═════ Teks Halaman ═════
Penafsiran Orang Yahudi: Dari Ezra sampai Zaman Tuhan Yesus
Sejarah penafsiran PL ( atau Kitab Suci
Yahudi) boleh dikatakan sama panjang dengan sejarah Kitab itu sendiri, selain
itu , sejak masa awal kitab-kitab (atau berita) ini sudah sangat dihormati
orang Yahudi, dan berfungsi sebagai kanon dalam kehidupan mereka. Bersama
dengan lewatnya waktu , akhirnya kitab-kitab ini selesai ditulis, lalu diterima
sebagai Tanak, kitab Suci orang Yahudi. Dalam masa yang cukup panjang ini ,
berkembanglah berbagai penafsiran dan dalam masa itu berita Kitab Suci orang
Yahudi yang membentuk iman, identitas dan kelakuan komunitas, perlu
diulang dan diterapkan situasi baru.
Proses ini membutuhkan penafsiran supaya Kitab Suci orang Yahudi tetap relevan
bagi mereka yang hidup dalam keadaan yang tidak sama.
Penafsiran orang Yahudi tidak terlepas dari
kehidupan mereka dan mereka mengalami perubahan drastis setelah mereka
dikalahkan musuh diantaranya ketika banyak orang Yahudi tertawan ketika
Kerajaan Utara dikalahkan Asyur (721 SM),ketika mereka terpencar lagi waktu
Kerajaan Selatan jatuh ke tangan orang Babel dan Yerusalem dihancurkan (587 SM)
dan ketika mereka merantau ke tanah asing karena terpaksa atau karena ingin
mencari kehidupan yang lebih layak. Berkaitan dengan ini, ada dua faktor multiaspek yang memberi pengaruh besar kepada
mereka yaitu:
1.
Orang
Yahudi makin berinteraksi dengan bangsa lain, khususnya mereka yang hidup di perantauan.
2.
Pengaruh
budaya Yunani yang tersebar ke seluruh lembah Mediterania dan tempat-tempat
lain setelah penjajahan Alexander Agung yang dimulai pada tahun 334 SM
Namun kedua faktor ini memberi dampak yang
tidak persis sama kepada kelompok-kelompok yang ada dalam komunitas orang
Yahudi yang bukan saja terbagi berdasarkan suku, tetapi juga berdasarkan unsur
agama, politik, sosial dan ekonomi, yang membuat mereka tidak selalu sependapat
dalam setiap hal.
═════ Data Terkumpul ═════
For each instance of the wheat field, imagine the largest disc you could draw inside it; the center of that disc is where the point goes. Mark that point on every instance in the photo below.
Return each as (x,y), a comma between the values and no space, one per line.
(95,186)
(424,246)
═════
**Petunjuk Latihan**
Kutip tanpa perubahan dari teks tentang penafsiran orang Yahudi semua kalimat mulai dari "Penafsiran Orang Yahudi: Dari" terus ke bawah sampai "diterapkan situasi baru.".

**Hasil Latihan**
Penafsiran Orang Yahudi: Dari Ezra sampai Zaman Tuhan Yesus
Sejarah penafsiran PL ( atau Kitab Suci
Yahudi) boleh dikatakan sama panjang dengan sejarah Kitab itu sendiri, selain
itu , sejak masa awal kitab-kitab (atau berita) ini sudah sangat dihormati
orang Yahudi, dan berfungsi sebagai kanon dalam kehidupan mereka. Bersama
dengan lewatnya waktu , akhirnya kitab-kitab ini selesai ditulis, lalu diterima
sebagai Tanak, kitab Suci orang Yahudi. Dalam masa yang cukup panjang ini ,
berkembanglah berbagai penafsiran dan dalam masa itu berita Kitab Suci orang
Yahudi yang membentuk iman, identitas dan kelakuan komunitas, perlu
diulang dan diterapkan situasi baru.